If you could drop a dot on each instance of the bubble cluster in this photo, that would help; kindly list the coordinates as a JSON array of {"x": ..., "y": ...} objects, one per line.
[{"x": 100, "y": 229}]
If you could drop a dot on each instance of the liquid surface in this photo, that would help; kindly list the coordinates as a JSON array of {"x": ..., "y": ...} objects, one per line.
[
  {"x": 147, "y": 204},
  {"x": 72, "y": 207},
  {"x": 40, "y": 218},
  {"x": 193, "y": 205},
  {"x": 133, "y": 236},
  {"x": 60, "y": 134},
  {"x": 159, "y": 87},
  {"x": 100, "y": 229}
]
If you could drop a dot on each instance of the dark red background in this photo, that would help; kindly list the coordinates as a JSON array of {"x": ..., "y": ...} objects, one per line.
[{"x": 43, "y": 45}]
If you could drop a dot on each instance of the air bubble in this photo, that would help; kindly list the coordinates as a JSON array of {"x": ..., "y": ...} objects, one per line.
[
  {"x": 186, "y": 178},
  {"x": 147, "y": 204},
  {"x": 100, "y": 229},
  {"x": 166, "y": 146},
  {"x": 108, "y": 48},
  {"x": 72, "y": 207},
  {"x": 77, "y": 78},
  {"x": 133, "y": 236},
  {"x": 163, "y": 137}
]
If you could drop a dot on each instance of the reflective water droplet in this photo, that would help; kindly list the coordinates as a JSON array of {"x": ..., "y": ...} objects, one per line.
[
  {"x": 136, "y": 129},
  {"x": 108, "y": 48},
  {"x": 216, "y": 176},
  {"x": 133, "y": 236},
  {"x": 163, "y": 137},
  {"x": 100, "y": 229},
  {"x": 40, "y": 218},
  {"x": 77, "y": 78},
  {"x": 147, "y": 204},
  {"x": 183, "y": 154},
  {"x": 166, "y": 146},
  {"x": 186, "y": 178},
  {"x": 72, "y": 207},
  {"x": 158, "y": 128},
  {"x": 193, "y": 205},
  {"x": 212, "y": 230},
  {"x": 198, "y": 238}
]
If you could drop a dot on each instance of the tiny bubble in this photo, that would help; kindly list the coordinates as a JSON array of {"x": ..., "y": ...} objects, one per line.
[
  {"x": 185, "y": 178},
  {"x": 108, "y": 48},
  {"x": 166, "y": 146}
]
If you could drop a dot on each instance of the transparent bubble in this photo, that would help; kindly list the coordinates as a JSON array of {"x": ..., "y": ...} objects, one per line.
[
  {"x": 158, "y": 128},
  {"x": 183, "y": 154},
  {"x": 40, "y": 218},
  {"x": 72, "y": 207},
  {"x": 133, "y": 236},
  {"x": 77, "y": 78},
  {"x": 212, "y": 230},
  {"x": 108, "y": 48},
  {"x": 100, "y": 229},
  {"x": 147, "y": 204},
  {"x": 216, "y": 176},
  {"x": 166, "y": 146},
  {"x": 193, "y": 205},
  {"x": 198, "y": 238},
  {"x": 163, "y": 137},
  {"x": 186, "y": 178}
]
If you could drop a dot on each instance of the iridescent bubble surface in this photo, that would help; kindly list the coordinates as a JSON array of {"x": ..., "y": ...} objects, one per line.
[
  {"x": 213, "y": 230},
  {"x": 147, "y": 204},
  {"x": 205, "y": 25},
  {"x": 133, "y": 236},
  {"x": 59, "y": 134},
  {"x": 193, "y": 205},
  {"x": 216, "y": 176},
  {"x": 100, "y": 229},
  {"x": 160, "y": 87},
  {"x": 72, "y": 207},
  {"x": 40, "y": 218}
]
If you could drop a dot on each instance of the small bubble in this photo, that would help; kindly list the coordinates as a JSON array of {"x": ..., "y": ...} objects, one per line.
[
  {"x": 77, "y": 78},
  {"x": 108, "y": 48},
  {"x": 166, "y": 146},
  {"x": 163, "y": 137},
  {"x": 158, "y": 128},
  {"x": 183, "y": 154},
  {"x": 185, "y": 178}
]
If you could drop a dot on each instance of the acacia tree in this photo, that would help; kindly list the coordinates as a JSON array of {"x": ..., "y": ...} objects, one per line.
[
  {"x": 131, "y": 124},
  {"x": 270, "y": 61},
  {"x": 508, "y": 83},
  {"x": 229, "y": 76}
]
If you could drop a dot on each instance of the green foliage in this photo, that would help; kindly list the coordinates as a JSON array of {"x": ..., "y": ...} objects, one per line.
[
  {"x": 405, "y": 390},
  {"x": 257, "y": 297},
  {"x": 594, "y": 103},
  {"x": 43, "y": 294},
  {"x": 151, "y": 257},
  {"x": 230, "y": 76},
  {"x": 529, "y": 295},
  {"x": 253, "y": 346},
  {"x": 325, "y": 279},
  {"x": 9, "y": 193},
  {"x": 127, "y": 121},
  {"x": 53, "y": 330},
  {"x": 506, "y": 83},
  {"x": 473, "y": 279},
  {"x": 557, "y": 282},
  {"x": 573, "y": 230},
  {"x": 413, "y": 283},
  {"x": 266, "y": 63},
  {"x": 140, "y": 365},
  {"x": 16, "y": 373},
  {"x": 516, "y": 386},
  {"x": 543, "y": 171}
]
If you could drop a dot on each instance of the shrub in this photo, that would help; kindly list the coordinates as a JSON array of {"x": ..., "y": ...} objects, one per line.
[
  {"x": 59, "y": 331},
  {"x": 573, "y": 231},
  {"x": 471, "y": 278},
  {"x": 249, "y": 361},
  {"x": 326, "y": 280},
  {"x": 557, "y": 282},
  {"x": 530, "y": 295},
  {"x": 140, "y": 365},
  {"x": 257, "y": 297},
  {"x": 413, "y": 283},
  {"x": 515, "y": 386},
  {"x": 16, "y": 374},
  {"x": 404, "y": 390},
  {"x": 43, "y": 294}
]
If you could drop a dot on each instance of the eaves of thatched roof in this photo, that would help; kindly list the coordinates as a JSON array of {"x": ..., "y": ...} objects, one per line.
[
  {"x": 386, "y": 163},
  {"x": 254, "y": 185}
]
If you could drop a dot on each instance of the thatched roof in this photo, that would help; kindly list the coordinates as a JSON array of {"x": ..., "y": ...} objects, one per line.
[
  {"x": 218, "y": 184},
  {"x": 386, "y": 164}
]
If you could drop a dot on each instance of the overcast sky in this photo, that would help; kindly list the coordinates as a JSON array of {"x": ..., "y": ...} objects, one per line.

* * * * * * *

» Work to do
Write the listing out again, exactly as shown above.

» Answer to this task
If you could drop a dot on each instance of the bubble cluster in this photo, that would help; kindly list the coordinates as a JSON array of {"x": ..., "y": ...} objects, one per line.
[{"x": 100, "y": 229}]
If you could drop a dot on each instance of the liquid surface in this photo, that would help; kindly list the coordinates as a JSON array of {"x": ..., "y": ...} objects, one per line.
[
  {"x": 147, "y": 204},
  {"x": 72, "y": 207},
  {"x": 40, "y": 218},
  {"x": 193, "y": 205},
  {"x": 133, "y": 236},
  {"x": 60, "y": 134},
  {"x": 159, "y": 87},
  {"x": 100, "y": 229}
]
If you could drop a dot on each instance of the dark red background in this photo, that would help; kindly list the coordinates as a JSON array of {"x": ..., "y": ...} objects, one per line.
[{"x": 43, "y": 45}]
If you could drop a dot on each instance of the air bubble in this photo, that would help; kindly list the coordinates as a JSON array of {"x": ..., "y": ...} objects, one per line.
[
  {"x": 186, "y": 178},
  {"x": 147, "y": 204},
  {"x": 100, "y": 229},
  {"x": 166, "y": 146},
  {"x": 108, "y": 48},
  {"x": 72, "y": 207},
  {"x": 77, "y": 78},
  {"x": 133, "y": 236},
  {"x": 163, "y": 137}
]
If you could drop a dot on each instance of the reflective water droplet in this photo, that would help; kindly list the coordinates as a JSON array of {"x": ..., "y": ...} objects, one per line.
[
  {"x": 136, "y": 129},
  {"x": 108, "y": 48},
  {"x": 216, "y": 176},
  {"x": 133, "y": 236},
  {"x": 163, "y": 137},
  {"x": 100, "y": 229},
  {"x": 40, "y": 218},
  {"x": 77, "y": 78},
  {"x": 147, "y": 204},
  {"x": 183, "y": 154},
  {"x": 166, "y": 146},
  {"x": 186, "y": 178},
  {"x": 72, "y": 207},
  {"x": 158, "y": 128},
  {"x": 193, "y": 205},
  {"x": 212, "y": 230},
  {"x": 198, "y": 238}
]
If you could drop a dot on each instance of the tiny bubble in this photo, that would help; kindly list the coordinates as a JSON array of {"x": ..., "y": ...} objects, one per line.
[
  {"x": 185, "y": 178},
  {"x": 108, "y": 48},
  {"x": 166, "y": 146}
]
If you could drop a dot on each instance of the transparent bubble in this photo, that would help; kindly list the coordinates as a JSON array of {"x": ..., "y": ...} objects, one per line.
[
  {"x": 158, "y": 128},
  {"x": 183, "y": 154},
  {"x": 40, "y": 218},
  {"x": 72, "y": 207},
  {"x": 133, "y": 236},
  {"x": 77, "y": 78},
  {"x": 212, "y": 230},
  {"x": 108, "y": 48},
  {"x": 100, "y": 229},
  {"x": 147, "y": 204},
  {"x": 216, "y": 176},
  {"x": 166, "y": 146},
  {"x": 193, "y": 205},
  {"x": 198, "y": 238},
  {"x": 163, "y": 137},
  {"x": 186, "y": 178}
]
If you could drop a dot on each instance of the iridescent bubble surface in this photo, that would help; kindly list the coordinates as a JSON array of {"x": ..., "y": ...} objects, one per line.
[
  {"x": 213, "y": 230},
  {"x": 147, "y": 204},
  {"x": 205, "y": 25},
  {"x": 133, "y": 236},
  {"x": 59, "y": 134},
  {"x": 193, "y": 205},
  {"x": 216, "y": 176},
  {"x": 100, "y": 229},
  {"x": 160, "y": 87},
  {"x": 72, "y": 207},
  {"x": 40, "y": 218}
]
If you could drop a dot on each instance of the small bubble in this photo, that would help; kindly list the coordinates as a JSON array of {"x": ..., "y": ...} objects, one per line.
[
  {"x": 77, "y": 78},
  {"x": 108, "y": 48},
  {"x": 166, "y": 146},
  {"x": 163, "y": 137},
  {"x": 158, "y": 128},
  {"x": 183, "y": 154},
  {"x": 185, "y": 178}
]
If you could drop a dot on each instance of the acacia tree in this photo, that would help; kindly list the coordinates as a JSON array of {"x": ..., "y": ...} objects, one per line.
[
  {"x": 131, "y": 124},
  {"x": 270, "y": 61},
  {"x": 508, "y": 83},
  {"x": 229, "y": 76}
]
If you could drop a dot on each instance of the green foliage in this photo, that would help; kindly list the coordinates as a JSON array of {"x": ..., "y": ...} objects, one per line.
[
  {"x": 405, "y": 390},
  {"x": 257, "y": 297},
  {"x": 594, "y": 103},
  {"x": 43, "y": 294},
  {"x": 151, "y": 257},
  {"x": 230, "y": 76},
  {"x": 529, "y": 295},
  {"x": 253, "y": 346},
  {"x": 325, "y": 279},
  {"x": 9, "y": 193},
  {"x": 127, "y": 121},
  {"x": 53, "y": 330},
  {"x": 506, "y": 83},
  {"x": 473, "y": 279},
  {"x": 557, "y": 282},
  {"x": 573, "y": 230},
  {"x": 413, "y": 283},
  {"x": 266, "y": 63},
  {"x": 140, "y": 365},
  {"x": 16, "y": 373},
  {"x": 516, "y": 386},
  {"x": 543, "y": 171}
]
If you could drop a dot on each instance of the shrub in this photo, that would help; kindly list the coordinates as a JSON array of {"x": ..., "y": ...} objects, one per line.
[
  {"x": 59, "y": 331},
  {"x": 573, "y": 231},
  {"x": 471, "y": 278},
  {"x": 249, "y": 361},
  {"x": 326, "y": 280},
  {"x": 557, "y": 282},
  {"x": 530, "y": 295},
  {"x": 140, "y": 365},
  {"x": 257, "y": 297},
  {"x": 413, "y": 283},
  {"x": 515, "y": 386},
  {"x": 16, "y": 374},
  {"x": 404, "y": 390},
  {"x": 43, "y": 294}
]
If you could drop a dot on each instance of the eaves of thatched roof in this photo, that would help; kindly list the coordinates as a JSON array of {"x": ..., "y": ...} objects, one per line.
[
  {"x": 386, "y": 163},
  {"x": 254, "y": 185}
]
If you could drop a dot on each instance of the thatched roof in this photo, that would help; kindly list the coordinates as a JSON array of {"x": ..., "y": ...} objects, one per line.
[
  {"x": 218, "y": 184},
  {"x": 386, "y": 164}
]
If you could drop a dot on each instance of the overcast sky in this photo, that would help; kindly list the coordinates as a JSON array of {"x": ..., "y": ...} objects, one per line.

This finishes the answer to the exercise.